Reproduce word for word the lines of the records from the line containing "TARGET: crowd of people" up to and including the last line.

· · · ·

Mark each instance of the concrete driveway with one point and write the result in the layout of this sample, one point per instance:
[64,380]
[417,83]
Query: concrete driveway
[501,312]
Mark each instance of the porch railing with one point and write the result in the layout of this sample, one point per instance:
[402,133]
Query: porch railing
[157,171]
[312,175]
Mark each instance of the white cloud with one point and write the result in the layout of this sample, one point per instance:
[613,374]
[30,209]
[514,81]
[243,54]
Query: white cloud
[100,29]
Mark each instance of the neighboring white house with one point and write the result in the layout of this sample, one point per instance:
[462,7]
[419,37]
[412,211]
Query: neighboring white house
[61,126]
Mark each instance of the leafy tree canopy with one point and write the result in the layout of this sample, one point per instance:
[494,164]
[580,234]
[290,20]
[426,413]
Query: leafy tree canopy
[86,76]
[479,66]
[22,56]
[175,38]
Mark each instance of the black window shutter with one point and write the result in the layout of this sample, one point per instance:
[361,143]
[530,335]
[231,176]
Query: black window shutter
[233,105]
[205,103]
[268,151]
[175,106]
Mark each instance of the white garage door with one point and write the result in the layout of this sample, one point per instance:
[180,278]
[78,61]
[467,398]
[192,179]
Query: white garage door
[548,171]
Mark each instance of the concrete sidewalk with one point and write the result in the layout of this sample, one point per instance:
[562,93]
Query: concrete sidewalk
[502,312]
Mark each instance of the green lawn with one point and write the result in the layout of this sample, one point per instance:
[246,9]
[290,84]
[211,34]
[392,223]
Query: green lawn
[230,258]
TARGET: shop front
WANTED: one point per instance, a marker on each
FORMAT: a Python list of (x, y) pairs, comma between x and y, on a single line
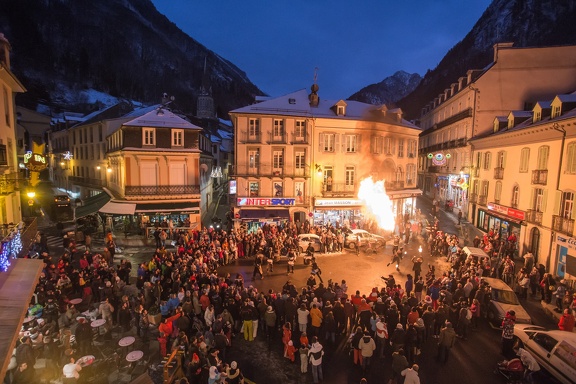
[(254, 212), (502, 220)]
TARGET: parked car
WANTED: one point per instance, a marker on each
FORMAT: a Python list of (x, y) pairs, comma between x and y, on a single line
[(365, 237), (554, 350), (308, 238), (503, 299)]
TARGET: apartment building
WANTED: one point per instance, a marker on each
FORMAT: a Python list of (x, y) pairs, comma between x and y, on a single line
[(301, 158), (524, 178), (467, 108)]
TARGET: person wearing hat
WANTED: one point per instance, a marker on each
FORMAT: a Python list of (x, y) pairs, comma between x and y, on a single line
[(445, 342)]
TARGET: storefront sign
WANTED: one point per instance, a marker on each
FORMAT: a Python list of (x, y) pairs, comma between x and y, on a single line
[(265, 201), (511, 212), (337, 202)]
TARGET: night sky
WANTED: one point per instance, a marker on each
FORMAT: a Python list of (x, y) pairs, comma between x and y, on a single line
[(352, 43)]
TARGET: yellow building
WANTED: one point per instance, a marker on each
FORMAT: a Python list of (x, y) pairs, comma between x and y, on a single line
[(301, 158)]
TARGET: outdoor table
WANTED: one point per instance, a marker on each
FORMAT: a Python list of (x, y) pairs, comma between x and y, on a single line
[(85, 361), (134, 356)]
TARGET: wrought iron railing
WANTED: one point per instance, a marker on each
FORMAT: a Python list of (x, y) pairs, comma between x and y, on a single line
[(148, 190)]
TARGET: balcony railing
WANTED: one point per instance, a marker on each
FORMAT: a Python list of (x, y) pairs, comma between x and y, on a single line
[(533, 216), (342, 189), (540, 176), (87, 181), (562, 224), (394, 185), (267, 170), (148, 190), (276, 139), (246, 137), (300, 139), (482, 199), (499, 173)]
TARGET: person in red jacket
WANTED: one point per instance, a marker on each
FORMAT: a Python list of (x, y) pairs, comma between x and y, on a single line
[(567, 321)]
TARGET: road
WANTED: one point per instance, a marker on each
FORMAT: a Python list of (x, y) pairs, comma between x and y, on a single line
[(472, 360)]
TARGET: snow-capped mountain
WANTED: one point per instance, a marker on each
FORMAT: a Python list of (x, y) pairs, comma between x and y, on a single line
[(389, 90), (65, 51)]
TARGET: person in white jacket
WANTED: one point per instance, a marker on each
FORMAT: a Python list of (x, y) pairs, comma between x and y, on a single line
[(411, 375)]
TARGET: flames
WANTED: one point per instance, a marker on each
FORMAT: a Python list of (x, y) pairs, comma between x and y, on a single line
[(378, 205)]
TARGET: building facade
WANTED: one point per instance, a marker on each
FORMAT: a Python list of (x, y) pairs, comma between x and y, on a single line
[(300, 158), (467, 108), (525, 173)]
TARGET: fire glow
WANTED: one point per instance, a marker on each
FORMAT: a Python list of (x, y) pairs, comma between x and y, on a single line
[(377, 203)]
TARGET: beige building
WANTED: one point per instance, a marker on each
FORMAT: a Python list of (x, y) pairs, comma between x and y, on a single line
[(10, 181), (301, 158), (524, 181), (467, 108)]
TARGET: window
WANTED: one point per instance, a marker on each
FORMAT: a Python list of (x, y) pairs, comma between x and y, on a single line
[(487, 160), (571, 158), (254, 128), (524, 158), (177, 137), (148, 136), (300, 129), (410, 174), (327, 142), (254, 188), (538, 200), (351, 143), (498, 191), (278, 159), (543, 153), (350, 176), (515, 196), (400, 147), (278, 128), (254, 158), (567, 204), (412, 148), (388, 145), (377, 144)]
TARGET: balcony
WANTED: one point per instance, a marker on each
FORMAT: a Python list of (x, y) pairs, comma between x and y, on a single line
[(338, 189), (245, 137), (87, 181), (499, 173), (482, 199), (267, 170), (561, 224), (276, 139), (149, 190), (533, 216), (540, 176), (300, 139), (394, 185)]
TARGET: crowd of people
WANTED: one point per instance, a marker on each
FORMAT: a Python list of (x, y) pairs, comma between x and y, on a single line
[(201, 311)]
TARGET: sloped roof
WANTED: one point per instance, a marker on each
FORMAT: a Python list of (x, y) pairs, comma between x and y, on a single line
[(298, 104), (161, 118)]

· · · ·

- Expected output
TARGET: crowd of people
WANTED: one point per instance, a marker on each
FORMAT: a Python list of (x, y) pairs, comma between x and y, on a single line
[(201, 311)]
TARGET: sloped roof
WANTED: one point per instance, a marker on each
FORMAT: a Python list of (x, y) pairs, comma between x and y, on a single line
[(298, 104), (161, 118)]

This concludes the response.